* Excerpt to read *

——

Speaker: Josif Grabocka
Date: 2022-09-23 

Josif Grabocka from the Representation Learning Research Group at Uni Freiburg will give a talk titled “Efficient Hyperparameter Optimization in the Age of Deep Learning“.

Abstract

Hyperparameter Optimization (HPO) is essential in designing state-of-the-art Machine Learning systems. Unfortunately, existing HPO techniques are not efficient enough for Deep Learning, due to the high cost of evaluating multiple hyperparameter configurations in complex Deep Learning systems. In this talk, I will present three approaches for scaling HPO for Deep Learning along the lines of transfer learning, gray-box HPO, and pipeline optimization with pre-trained deep networks. The talk will end with a demonstration of the capability of HPO to achieve state-of-the-art predictive results on tabular datasets.

[ELLIS Meetup] Prior-data Fitted Networks (PFNs)

Speaker: Samuel Müller
Date: 2022-09-09

Location: Building 101, Room 00.036

Samuel Müller from the Machine Learning Lab will give a talk titled “Prior-data Fitted Networks (PFNs): Use neural networks for 100x faster Bayesian predictions“.

——

* Supplied entries *
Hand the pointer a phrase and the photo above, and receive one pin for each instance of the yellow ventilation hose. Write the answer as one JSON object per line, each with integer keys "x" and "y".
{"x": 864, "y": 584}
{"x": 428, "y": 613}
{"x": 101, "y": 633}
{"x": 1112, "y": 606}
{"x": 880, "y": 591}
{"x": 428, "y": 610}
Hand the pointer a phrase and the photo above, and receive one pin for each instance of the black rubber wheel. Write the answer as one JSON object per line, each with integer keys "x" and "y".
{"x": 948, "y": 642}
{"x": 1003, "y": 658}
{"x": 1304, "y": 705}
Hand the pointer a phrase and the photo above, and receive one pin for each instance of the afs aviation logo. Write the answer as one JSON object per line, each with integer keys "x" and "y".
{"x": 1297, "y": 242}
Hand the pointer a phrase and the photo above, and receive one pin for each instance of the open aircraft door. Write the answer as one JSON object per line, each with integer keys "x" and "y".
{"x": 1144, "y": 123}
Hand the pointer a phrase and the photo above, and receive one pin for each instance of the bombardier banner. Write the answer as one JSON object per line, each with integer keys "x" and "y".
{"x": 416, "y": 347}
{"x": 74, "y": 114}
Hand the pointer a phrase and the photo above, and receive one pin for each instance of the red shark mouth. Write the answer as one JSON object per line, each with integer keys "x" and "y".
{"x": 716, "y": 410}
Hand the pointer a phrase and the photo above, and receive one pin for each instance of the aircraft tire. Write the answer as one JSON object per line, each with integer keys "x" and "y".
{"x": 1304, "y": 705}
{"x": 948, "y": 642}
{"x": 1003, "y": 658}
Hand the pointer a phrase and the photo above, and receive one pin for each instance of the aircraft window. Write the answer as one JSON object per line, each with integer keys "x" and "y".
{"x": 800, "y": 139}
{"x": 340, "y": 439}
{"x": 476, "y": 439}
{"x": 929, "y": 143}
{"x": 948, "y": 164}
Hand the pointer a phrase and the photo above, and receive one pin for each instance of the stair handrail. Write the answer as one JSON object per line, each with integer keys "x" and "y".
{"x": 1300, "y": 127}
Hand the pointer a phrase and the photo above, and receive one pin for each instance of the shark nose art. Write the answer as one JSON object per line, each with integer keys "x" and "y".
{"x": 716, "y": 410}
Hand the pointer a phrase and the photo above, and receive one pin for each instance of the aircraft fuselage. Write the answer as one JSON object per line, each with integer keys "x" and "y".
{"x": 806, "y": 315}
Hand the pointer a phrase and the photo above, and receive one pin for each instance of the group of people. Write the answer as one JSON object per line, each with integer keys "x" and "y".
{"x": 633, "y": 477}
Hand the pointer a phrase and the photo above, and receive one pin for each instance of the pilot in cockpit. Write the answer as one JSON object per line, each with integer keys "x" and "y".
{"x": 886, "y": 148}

——

* Required work *
A: Using only the talk announcements, not the data, decide whether each statement agrees with them. Answer yes or no for each and quote the exact words that decide it. (i) Grabocka's talk will present three approaches for scaling HPO for Deep Learning. (ii) Samuel Müller belongs to the Representation Learning Research Group. (iii) Müller's talk is dated 2022-09-23.
B: According to the talk announcements, where is Samuel Müller's talk held?
C: Go on with the talk announcements from the point where they stop.

* Final results *
A:
(i) Yes: "I will present three approaches for scaling HPO for Deep Learning"
(ii) No: "Samuel Müller from the Machine Learning Lab"
(iii) No: "Date: 2022-09-09"

B: Building 101, Room 00.036.

C:
Abstract

Bayesian methods can be expensive and complicated to approximate with e.g. Markov Chain Monte Carlo (MCMC) or Variational Inference (VI) approaches. Prior-data Fitted Networks (PFNs) are a new, cheap and simple method to accurately approximate Bayesian predictions. I will explain how to build a PFN out of a Transformer by learning to model artificial data. I present the results from our paper that introduces PFNs, in which PFNs beat VI and MCMC for some standard tasks. As well as some more recent results with our new TabPFN, where we show that a simple PFN can replace a full AutoML tool for small datasets.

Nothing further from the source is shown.